■ What is being asked
Make a numbered list of the lines in the items below, from the line with "Highlight cloud formation" through the last line of the items, skipping blank lines.

■ Records shown
>> begin
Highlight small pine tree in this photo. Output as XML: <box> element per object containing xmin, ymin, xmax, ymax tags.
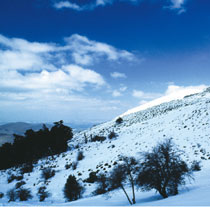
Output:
<box><xmin>17</xmin><ymin>188</ymin><xmax>32</xmax><ymax>201</ymax></box>
<box><xmin>37</xmin><ymin>186</ymin><xmax>50</xmax><ymax>202</ymax></box>
<box><xmin>116</xmin><ymin>117</ymin><xmax>123</xmax><ymax>124</ymax></box>
<box><xmin>64</xmin><ymin>175</ymin><xmax>84</xmax><ymax>201</ymax></box>
<box><xmin>6</xmin><ymin>189</ymin><xmax>17</xmax><ymax>202</ymax></box>
<box><xmin>137</xmin><ymin>139</ymin><xmax>191</xmax><ymax>198</ymax></box>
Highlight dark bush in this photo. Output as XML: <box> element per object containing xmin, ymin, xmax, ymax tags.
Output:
<box><xmin>93</xmin><ymin>173</ymin><xmax>109</xmax><ymax>195</ymax></box>
<box><xmin>191</xmin><ymin>160</ymin><xmax>201</xmax><ymax>171</ymax></box>
<box><xmin>0</xmin><ymin>192</ymin><xmax>4</xmax><ymax>199</ymax></box>
<box><xmin>65</xmin><ymin>164</ymin><xmax>72</xmax><ymax>170</ymax></box>
<box><xmin>90</xmin><ymin>135</ymin><xmax>106</xmax><ymax>142</ymax></box>
<box><xmin>116</xmin><ymin>117</ymin><xmax>123</xmax><ymax>124</ymax></box>
<box><xmin>0</xmin><ymin>120</ymin><xmax>73</xmax><ymax>171</ymax></box>
<box><xmin>7</xmin><ymin>174</ymin><xmax>23</xmax><ymax>183</ymax></box>
<box><xmin>37</xmin><ymin>186</ymin><xmax>50</xmax><ymax>202</ymax></box>
<box><xmin>15</xmin><ymin>181</ymin><xmax>26</xmax><ymax>189</ymax></box>
<box><xmin>17</xmin><ymin>188</ymin><xmax>32</xmax><ymax>201</ymax></box>
<box><xmin>137</xmin><ymin>139</ymin><xmax>191</xmax><ymax>198</ymax></box>
<box><xmin>108</xmin><ymin>131</ymin><xmax>117</xmax><ymax>139</ymax></box>
<box><xmin>15</xmin><ymin>175</ymin><xmax>23</xmax><ymax>181</ymax></box>
<box><xmin>42</xmin><ymin>168</ymin><xmax>55</xmax><ymax>180</ymax></box>
<box><xmin>72</xmin><ymin>162</ymin><xmax>78</xmax><ymax>170</ymax></box>
<box><xmin>84</xmin><ymin>172</ymin><xmax>98</xmax><ymax>183</ymax></box>
<box><xmin>7</xmin><ymin>174</ymin><xmax>16</xmax><ymax>183</ymax></box>
<box><xmin>77</xmin><ymin>151</ymin><xmax>85</xmax><ymax>161</ymax></box>
<box><xmin>6</xmin><ymin>189</ymin><xmax>18</xmax><ymax>202</ymax></box>
<box><xmin>64</xmin><ymin>175</ymin><xmax>84</xmax><ymax>201</ymax></box>
<box><xmin>20</xmin><ymin>162</ymin><xmax>34</xmax><ymax>174</ymax></box>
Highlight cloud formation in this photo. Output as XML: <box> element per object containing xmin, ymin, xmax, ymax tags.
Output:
<box><xmin>53</xmin><ymin>0</ymin><xmax>186</xmax><ymax>14</ymax></box>
<box><xmin>0</xmin><ymin>34</ymin><xmax>135</xmax><ymax>122</ymax></box>
<box><xmin>110</xmin><ymin>72</ymin><xmax>127</xmax><ymax>79</ymax></box>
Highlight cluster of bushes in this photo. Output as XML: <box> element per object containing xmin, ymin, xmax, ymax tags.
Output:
<box><xmin>64</xmin><ymin>175</ymin><xmax>84</xmax><ymax>201</ymax></box>
<box><xmin>94</xmin><ymin>139</ymin><xmax>200</xmax><ymax>205</ymax></box>
<box><xmin>7</xmin><ymin>187</ymin><xmax>32</xmax><ymax>202</ymax></box>
<box><xmin>90</xmin><ymin>135</ymin><xmax>106</xmax><ymax>142</ymax></box>
<box><xmin>0</xmin><ymin>121</ymin><xmax>73</xmax><ymax>170</ymax></box>
<box><xmin>41</xmin><ymin>168</ymin><xmax>55</xmax><ymax>181</ymax></box>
>> end
■ Solution for this exercise
1. Highlight cloud formation in this photo. Output as XML: <box> element per object containing xmin, ymin, xmax, ymax tags.
2. Output:
3. <box><xmin>53</xmin><ymin>0</ymin><xmax>186</xmax><ymax>14</ymax></box>
4. <box><xmin>0</xmin><ymin>34</ymin><xmax>135</xmax><ymax>122</ymax></box>
5. <box><xmin>110</xmin><ymin>72</ymin><xmax>127</xmax><ymax>79</ymax></box>
6. Highlight cluster of bushes in this photo. Output as XML: <box> element per object containing xmin, ymin, xmax, ymax tags.
7. Output:
8. <box><xmin>64</xmin><ymin>175</ymin><xmax>84</xmax><ymax>201</ymax></box>
9. <box><xmin>94</xmin><ymin>139</ymin><xmax>200</xmax><ymax>205</ymax></box>
10. <box><xmin>7</xmin><ymin>187</ymin><xmax>32</xmax><ymax>202</ymax></box>
11. <box><xmin>90</xmin><ymin>135</ymin><xmax>106</xmax><ymax>142</ymax></box>
12. <box><xmin>0</xmin><ymin>121</ymin><xmax>73</xmax><ymax>170</ymax></box>
13. <box><xmin>41</xmin><ymin>168</ymin><xmax>55</xmax><ymax>181</ymax></box>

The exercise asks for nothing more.